10d 美味しい野草 食べ方いろいろ
ギボシ類とギシギシの献立
両者共それぞれに美味であるが,この二つを混合しての各種の料理はお互いにそ
の味を生かして献立を工夫すると格段に美味しい山菜料理となる。特に酢味噌和え
は蔬菜類をはるかに凌ぐものである。
ギボシ類の若葉もギシギシの若芽も灰汁で茹で水を替えて浸しアク抜きをしてか
ら使う。山里の小川などにギボシ類の茎柄が晒されているのをよく見かけることが
ある。
佃煮として,ギボシ類の若葉の柄100g,ギシギシの若葉50gを粗いみじん切りにし
てさっと茹でて水に晒しアク抜きをする。それを堅く絞って鍋に平らに入れ,煮出
汁1dlに,塩,醤油,味醂少量を加え中火で煮きって火から下ろし,切り胡麻を混
ぜる。
炒め煮は,ギボシ類の若芽200g,ギシギシの若葉150gを5,6pにちぎり水洗いし
水を切る。鶏ガラのスープ5dlを熱し,塩,醤油,酒,胡椒を少量入れて味を整え
る。鍋を熱して油4gを入れて熱する。油から煙が立つ直前に,ノビルの根茎とニン
ニクのみじん切り少量を入れて強火で炒め,次にキクラゲ少量を入れて軽く炒めて,
それに先のギボシ類とギシギシを入れ,すぐにスープを加えて混ぜ,胡麻油を手早
く混ぜ入れて熱いうちに食べる。

保存データ:
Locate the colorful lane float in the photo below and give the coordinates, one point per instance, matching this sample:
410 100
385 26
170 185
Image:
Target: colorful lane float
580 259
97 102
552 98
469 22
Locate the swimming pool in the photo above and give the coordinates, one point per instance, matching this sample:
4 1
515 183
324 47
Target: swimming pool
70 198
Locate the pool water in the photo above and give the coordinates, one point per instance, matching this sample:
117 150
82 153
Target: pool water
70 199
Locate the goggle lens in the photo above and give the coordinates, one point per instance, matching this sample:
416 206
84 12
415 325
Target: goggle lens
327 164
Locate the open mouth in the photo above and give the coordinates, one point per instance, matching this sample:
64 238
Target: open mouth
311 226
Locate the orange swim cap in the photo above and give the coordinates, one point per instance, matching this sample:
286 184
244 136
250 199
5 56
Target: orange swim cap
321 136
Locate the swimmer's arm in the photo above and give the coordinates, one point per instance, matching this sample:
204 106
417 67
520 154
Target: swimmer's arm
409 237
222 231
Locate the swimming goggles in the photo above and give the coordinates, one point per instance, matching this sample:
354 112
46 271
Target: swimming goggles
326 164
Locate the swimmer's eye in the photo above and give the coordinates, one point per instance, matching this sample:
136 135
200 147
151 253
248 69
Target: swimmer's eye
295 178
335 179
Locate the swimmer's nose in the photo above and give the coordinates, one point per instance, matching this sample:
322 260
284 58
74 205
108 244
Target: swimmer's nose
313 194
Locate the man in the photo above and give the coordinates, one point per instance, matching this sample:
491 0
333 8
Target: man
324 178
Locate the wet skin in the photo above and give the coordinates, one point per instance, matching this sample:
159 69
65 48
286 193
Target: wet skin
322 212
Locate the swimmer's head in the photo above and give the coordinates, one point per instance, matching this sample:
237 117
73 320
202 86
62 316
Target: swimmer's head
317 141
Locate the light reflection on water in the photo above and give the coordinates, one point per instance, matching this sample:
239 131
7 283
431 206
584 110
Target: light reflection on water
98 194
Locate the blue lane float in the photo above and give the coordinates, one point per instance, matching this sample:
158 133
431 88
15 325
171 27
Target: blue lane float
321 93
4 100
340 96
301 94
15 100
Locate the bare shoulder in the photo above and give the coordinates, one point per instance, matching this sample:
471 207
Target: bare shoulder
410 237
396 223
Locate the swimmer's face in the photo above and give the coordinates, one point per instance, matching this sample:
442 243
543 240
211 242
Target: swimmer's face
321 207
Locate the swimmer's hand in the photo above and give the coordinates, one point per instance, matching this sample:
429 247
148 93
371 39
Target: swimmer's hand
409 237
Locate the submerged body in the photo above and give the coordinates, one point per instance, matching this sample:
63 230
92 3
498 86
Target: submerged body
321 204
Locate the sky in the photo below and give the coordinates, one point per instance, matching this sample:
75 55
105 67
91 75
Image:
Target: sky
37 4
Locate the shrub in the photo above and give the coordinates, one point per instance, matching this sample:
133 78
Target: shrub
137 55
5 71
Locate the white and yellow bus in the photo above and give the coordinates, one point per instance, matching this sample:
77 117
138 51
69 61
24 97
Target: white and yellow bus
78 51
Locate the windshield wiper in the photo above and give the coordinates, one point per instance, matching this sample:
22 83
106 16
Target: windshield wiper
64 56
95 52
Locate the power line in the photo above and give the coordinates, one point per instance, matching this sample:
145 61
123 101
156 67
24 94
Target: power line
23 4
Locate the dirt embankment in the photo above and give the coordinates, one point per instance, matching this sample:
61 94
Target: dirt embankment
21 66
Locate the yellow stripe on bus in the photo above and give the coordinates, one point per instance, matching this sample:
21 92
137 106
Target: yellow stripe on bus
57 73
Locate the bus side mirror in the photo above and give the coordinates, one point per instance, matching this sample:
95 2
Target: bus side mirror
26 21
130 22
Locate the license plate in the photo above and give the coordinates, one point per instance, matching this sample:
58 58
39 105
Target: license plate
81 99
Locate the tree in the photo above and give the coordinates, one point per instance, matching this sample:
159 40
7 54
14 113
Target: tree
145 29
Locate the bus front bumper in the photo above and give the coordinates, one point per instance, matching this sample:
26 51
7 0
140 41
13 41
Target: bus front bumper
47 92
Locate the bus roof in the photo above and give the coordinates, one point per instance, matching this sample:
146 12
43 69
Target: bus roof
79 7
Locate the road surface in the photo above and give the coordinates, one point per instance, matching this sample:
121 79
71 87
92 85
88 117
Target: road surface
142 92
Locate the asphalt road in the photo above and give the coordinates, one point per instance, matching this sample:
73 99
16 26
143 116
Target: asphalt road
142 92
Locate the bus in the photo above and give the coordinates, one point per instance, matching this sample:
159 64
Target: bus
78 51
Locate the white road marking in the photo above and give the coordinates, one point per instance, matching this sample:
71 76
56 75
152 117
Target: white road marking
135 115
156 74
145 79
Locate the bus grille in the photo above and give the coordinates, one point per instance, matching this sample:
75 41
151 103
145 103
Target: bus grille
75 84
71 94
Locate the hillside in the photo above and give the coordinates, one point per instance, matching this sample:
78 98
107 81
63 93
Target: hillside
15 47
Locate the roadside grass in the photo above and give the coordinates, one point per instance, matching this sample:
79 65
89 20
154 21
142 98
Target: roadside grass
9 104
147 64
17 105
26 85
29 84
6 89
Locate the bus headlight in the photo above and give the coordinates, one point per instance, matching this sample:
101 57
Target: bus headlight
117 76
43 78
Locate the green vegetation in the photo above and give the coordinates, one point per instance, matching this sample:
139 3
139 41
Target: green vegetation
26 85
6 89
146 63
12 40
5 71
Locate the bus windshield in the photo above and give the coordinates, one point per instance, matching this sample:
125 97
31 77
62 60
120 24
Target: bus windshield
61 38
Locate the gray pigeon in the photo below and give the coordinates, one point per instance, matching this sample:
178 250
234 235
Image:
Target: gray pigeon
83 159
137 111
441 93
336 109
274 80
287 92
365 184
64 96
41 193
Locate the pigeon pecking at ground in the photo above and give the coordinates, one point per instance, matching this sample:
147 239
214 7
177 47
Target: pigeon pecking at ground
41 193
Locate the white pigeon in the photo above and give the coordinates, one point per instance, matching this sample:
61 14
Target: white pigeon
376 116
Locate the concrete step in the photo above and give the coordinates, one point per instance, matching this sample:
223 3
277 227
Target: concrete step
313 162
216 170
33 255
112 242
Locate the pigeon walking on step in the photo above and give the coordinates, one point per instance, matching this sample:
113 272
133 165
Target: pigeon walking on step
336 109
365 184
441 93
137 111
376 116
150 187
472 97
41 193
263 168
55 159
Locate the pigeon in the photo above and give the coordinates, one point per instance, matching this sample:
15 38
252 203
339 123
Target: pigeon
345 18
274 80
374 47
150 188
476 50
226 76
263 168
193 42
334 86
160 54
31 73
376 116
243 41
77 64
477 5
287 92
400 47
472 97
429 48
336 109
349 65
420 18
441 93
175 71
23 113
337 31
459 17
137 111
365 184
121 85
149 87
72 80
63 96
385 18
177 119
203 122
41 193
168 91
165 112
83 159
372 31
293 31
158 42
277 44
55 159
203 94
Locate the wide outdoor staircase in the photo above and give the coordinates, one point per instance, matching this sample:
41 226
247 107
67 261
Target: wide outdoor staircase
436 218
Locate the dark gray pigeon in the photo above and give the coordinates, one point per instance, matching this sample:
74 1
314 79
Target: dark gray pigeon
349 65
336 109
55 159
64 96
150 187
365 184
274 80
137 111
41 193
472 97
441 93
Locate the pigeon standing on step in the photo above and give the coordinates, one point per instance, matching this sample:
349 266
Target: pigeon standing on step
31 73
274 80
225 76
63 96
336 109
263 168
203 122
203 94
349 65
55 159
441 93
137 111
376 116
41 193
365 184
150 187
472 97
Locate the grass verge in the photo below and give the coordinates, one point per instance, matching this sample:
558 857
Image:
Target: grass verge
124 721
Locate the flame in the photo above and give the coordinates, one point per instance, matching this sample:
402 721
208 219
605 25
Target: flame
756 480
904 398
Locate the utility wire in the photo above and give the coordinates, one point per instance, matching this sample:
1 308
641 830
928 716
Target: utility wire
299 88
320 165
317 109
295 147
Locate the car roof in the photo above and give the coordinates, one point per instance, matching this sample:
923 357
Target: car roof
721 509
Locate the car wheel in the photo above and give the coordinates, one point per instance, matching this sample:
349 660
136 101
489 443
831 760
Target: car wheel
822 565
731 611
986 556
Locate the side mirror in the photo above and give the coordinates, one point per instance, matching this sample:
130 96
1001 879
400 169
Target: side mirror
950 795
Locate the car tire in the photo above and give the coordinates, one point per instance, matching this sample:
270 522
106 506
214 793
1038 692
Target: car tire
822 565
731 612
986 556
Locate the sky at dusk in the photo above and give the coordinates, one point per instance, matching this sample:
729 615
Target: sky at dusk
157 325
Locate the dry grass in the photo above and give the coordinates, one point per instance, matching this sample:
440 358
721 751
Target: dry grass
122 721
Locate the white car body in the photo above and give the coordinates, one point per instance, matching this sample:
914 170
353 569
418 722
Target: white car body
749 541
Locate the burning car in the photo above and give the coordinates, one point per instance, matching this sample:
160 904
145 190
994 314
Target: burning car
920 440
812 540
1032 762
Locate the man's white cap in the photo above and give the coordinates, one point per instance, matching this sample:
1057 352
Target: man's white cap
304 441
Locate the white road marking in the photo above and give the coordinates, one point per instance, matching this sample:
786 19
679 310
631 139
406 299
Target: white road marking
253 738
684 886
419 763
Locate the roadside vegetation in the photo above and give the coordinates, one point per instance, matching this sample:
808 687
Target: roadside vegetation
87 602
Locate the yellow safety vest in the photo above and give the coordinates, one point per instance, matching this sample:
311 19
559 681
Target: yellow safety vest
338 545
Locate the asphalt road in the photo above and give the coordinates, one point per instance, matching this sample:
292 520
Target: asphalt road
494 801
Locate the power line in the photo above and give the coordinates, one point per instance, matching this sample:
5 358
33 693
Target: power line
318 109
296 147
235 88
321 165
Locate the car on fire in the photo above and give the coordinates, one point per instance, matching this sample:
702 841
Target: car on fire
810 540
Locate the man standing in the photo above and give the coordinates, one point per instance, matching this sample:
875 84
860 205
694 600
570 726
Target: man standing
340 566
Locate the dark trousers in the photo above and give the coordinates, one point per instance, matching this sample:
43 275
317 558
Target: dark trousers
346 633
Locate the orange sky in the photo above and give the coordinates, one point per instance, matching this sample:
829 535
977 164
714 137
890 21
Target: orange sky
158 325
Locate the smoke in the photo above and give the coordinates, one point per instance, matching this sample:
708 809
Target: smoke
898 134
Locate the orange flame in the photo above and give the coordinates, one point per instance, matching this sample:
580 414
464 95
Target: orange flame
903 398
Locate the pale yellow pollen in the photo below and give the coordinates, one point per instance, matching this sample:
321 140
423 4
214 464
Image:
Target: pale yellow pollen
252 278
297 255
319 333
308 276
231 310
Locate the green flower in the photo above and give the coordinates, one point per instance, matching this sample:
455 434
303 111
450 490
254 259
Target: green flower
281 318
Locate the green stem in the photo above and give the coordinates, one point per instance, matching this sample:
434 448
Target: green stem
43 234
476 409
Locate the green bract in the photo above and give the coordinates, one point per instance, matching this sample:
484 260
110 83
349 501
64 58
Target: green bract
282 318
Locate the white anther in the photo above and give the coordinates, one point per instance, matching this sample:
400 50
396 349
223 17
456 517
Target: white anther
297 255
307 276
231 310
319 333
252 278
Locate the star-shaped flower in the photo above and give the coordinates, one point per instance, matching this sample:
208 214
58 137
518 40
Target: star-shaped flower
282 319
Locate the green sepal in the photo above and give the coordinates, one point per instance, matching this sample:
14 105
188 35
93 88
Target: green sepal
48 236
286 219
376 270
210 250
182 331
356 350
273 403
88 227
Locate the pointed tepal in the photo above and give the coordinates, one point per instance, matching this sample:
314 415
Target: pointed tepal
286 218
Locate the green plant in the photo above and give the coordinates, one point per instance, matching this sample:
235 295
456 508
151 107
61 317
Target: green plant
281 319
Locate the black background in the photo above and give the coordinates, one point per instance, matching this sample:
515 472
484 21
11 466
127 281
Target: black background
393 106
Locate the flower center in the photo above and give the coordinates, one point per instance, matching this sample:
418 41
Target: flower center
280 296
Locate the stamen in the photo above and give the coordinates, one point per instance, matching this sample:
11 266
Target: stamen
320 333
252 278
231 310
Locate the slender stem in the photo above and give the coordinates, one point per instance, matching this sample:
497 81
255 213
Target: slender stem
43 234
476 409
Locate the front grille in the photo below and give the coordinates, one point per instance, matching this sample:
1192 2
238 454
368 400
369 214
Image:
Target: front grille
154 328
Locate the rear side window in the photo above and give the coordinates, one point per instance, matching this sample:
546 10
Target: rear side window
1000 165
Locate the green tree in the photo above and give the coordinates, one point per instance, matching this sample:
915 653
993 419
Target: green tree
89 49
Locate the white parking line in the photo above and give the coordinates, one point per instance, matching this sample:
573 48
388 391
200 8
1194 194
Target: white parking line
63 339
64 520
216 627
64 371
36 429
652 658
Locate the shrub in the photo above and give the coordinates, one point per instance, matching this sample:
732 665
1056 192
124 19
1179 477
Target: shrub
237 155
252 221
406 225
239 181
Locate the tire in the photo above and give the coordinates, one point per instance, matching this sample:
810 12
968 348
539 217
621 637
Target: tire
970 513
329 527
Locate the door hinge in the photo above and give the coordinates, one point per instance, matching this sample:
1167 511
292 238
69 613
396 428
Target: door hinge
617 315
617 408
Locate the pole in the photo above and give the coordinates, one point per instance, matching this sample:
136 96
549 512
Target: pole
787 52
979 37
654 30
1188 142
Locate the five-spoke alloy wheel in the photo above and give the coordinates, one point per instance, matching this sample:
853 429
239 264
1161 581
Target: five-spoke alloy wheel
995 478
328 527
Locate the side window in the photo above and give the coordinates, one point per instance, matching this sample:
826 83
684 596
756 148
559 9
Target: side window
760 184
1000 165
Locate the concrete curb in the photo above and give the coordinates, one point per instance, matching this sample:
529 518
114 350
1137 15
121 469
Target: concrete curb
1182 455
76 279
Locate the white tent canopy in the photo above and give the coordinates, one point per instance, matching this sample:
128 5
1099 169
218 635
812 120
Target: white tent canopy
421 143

作業一覧:
a – 抜粋のうち「佃煮として,ギボシ類の若葉の柄100g,ギシギシの若葉50gを粗いみじん切りにし」から「く混ぜ入れて熱いうちに食べる。」までの部分を、両端の語句も含めてそのまま返すこと。
b – 抜粋の内容を2文で要約すること。

解答一覧:
a –
佃煮として,ギボシ類の若葉の柄100g,ギシギシの若葉50gを粗いみじん切りにし
てさっと茹でて水に晒しアク抜きをする。それを堅く絞って鍋に平らに入れ,煮出
汁1dlに,塩,醤油,味醂少量を加え中火で煮きって火から下ろし,切り胡麻を混
ぜる。
炒め煮は,ギボシ類の若芽200g,ギシギシの若葉150gを5,6pにちぎり水洗いし
水を切る。鶏ガラのスープ5dlを熱し,塩,醤油,酒,胡椒を少量入れて味を整え
る。鍋を熱して油4gを入れて熱する。油から煙が立つ直前に,ノビルの根茎とニン
ニクのみじん切り少量を入れて強火で炒め,次にキクラゲ少量を入れて軽く炒めて,
それに先のギボシ類とギシギシを入れ,すぐにスープを加えて混ぜ,胡麻油を手早
く混ぜ入れて熱いうちに食べる。

b – ギボシ類とギシギシはそれぞれ美味だが、混ぜて料理すると格段に美味しい山菜料理になり、特に酢味噌和えは蔬菜類をはるかに凌ぐ。どちらも灰汁で茹でてアク抜きしてから使い、佃煮と炒め煮の作り方が分量とともに示されている。